# Your goal:
Enter as a numbered list, leaving out blank lines, every line of the records from the one containing "task: trace the outline of the grill" through the end of the records.

* * *

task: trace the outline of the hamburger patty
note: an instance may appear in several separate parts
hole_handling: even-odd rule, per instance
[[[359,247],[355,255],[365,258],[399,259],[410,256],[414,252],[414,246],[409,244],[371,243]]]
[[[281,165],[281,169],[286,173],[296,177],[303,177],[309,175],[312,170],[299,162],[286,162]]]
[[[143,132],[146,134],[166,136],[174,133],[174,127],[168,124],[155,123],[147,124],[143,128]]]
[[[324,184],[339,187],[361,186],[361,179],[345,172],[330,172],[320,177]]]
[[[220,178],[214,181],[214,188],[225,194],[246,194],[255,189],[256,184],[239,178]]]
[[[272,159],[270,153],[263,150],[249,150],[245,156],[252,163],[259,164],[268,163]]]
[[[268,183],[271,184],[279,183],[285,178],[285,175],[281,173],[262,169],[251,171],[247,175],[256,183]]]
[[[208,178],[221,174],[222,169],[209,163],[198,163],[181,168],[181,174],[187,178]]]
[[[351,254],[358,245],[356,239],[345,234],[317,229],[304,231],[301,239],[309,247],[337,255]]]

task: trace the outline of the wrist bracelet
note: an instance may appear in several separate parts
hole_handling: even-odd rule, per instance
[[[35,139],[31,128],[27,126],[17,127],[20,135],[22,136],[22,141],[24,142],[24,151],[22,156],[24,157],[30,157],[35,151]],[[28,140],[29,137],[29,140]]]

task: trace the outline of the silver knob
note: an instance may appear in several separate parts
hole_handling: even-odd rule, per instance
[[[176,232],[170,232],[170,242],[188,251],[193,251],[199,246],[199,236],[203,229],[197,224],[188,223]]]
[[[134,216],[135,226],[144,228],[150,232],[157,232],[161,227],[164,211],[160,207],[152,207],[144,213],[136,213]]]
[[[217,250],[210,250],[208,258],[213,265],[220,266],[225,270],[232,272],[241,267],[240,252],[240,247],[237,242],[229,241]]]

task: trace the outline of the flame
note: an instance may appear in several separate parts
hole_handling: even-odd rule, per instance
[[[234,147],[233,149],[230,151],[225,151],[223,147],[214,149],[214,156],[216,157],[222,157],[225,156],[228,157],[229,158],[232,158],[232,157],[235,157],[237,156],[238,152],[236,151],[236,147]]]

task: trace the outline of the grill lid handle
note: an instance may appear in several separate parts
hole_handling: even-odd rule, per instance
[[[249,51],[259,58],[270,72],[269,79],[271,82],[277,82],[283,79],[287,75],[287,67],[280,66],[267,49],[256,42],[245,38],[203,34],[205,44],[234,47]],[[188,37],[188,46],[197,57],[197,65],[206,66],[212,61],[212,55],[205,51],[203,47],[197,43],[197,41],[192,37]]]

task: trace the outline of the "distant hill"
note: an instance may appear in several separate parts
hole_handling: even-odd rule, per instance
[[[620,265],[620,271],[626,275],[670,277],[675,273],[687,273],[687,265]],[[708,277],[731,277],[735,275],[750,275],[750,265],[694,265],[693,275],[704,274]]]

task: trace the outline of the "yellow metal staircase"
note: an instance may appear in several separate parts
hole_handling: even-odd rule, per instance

* * *

# Task solution:
1. task: trace the outline of the grill lid handle
2. note: an instance may appear in several separate parts
3. hole_handling: even-odd rule, per instance
4. [[[249,51],[259,58],[270,72],[269,79],[271,82],[277,82],[283,79],[287,75],[287,67],[280,66],[267,49],[256,42],[245,38],[203,34],[205,44],[234,47]],[[188,37],[188,46],[197,57],[197,65],[206,66],[212,61],[212,55],[205,51],[203,47],[197,43],[197,41],[192,37]]]
5. task: trace the outline of the "distant hill"
6. note: an instance may appear in several separate parts
7. hole_handling: even-odd rule, per instance
8. [[[620,265],[620,271],[626,275],[670,277],[675,273],[687,273],[687,265]],[[708,277],[731,277],[735,275],[750,275],[750,265],[694,265],[693,275],[704,274]]]
9. task: trace the outline of the "yellow metal staircase"
10. note: an instance may appear in several separate parts
11. hole_handling: even-odd rule, per instance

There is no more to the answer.